Dataset records:
-------
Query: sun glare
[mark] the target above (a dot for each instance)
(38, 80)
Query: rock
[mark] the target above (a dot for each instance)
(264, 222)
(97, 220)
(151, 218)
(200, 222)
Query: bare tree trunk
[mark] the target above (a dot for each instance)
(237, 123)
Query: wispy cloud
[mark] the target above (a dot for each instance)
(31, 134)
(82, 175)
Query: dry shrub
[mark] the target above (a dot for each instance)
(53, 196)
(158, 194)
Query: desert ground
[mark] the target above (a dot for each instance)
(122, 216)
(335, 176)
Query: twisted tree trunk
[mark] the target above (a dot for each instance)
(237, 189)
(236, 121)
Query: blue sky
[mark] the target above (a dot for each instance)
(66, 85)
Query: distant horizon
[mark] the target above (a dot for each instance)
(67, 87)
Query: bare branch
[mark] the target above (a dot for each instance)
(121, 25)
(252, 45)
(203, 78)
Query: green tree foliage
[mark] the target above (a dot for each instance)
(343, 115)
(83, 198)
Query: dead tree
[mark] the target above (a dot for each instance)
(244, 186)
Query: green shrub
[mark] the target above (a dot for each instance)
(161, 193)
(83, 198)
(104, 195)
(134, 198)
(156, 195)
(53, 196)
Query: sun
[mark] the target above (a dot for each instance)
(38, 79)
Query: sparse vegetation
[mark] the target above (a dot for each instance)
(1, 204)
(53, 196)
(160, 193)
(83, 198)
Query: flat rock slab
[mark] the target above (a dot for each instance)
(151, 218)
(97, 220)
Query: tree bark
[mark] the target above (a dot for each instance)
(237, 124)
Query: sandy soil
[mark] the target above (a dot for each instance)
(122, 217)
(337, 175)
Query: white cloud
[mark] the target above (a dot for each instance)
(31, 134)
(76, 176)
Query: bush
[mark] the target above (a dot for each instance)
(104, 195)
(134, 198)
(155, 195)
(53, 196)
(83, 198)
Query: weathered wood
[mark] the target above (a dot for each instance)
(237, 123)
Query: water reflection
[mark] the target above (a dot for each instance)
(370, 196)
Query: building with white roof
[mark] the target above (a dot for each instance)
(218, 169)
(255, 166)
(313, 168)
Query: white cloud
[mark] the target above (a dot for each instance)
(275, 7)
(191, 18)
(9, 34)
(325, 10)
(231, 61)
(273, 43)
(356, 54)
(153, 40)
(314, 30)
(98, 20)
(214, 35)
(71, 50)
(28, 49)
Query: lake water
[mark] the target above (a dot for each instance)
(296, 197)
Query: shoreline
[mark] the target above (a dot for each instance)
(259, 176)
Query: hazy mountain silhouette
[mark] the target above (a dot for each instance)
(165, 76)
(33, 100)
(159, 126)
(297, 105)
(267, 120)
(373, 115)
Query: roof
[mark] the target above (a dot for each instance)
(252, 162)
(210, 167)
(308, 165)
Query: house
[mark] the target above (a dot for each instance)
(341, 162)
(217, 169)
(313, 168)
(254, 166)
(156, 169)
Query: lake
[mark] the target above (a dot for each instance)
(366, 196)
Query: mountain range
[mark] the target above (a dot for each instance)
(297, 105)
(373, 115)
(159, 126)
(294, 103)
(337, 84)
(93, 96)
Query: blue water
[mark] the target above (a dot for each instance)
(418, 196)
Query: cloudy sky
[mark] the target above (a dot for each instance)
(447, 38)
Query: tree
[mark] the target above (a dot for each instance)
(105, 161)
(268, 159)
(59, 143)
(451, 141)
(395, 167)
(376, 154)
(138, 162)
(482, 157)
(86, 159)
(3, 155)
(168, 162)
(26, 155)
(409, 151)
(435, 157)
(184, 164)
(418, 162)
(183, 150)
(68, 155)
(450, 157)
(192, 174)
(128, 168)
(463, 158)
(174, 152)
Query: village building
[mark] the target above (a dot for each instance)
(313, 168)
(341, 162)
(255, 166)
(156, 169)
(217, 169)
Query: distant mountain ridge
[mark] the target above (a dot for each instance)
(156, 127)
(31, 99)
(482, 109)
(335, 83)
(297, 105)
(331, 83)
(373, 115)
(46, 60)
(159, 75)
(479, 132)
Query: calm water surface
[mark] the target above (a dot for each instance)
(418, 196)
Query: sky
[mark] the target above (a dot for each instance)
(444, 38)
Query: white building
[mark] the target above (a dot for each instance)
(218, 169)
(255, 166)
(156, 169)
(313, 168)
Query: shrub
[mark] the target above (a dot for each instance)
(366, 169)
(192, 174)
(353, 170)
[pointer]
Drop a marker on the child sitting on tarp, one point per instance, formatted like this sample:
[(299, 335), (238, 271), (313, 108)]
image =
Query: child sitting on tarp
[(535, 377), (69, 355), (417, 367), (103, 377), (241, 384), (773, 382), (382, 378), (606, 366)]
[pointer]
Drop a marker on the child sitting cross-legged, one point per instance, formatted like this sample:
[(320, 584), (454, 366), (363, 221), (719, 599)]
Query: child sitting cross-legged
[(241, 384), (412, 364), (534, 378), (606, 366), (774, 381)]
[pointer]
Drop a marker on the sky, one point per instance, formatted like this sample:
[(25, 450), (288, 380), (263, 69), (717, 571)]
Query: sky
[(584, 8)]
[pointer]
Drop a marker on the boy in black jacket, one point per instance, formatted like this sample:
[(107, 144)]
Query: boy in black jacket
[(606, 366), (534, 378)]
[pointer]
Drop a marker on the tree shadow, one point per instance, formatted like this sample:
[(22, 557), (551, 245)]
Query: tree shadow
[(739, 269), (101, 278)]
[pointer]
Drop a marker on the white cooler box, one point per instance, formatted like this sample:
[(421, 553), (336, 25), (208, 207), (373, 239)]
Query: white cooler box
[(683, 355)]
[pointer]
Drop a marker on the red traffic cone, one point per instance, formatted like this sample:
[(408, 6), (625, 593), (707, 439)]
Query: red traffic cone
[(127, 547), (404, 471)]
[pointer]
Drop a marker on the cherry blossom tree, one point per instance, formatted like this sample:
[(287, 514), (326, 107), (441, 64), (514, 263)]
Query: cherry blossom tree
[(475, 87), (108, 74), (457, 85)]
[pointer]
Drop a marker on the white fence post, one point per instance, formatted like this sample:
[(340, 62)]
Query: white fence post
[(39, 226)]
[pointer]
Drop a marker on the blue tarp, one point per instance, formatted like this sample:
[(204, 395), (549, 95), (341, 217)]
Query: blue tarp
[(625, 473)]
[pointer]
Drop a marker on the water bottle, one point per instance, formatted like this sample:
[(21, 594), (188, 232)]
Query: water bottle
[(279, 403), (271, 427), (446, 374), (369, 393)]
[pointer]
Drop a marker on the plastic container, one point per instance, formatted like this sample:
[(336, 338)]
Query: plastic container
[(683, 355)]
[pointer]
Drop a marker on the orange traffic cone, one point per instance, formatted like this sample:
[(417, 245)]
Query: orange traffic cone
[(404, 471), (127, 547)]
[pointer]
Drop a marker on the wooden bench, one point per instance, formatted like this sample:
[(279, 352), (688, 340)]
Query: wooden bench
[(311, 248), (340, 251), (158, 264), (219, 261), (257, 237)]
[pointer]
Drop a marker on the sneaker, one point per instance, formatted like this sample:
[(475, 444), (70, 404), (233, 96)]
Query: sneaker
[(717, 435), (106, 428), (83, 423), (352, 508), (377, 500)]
-------
The problem:
Show every line of the records above that contains the string "tarp". Case counts.

The solution:
Drop a marker on the child sitting on tarp, one point per instance, formatted like this sample:
Query: child sitting on tarp
Drop a marker on the blue tarp, one point per instance, formatted like this sample:
Query: blue tarp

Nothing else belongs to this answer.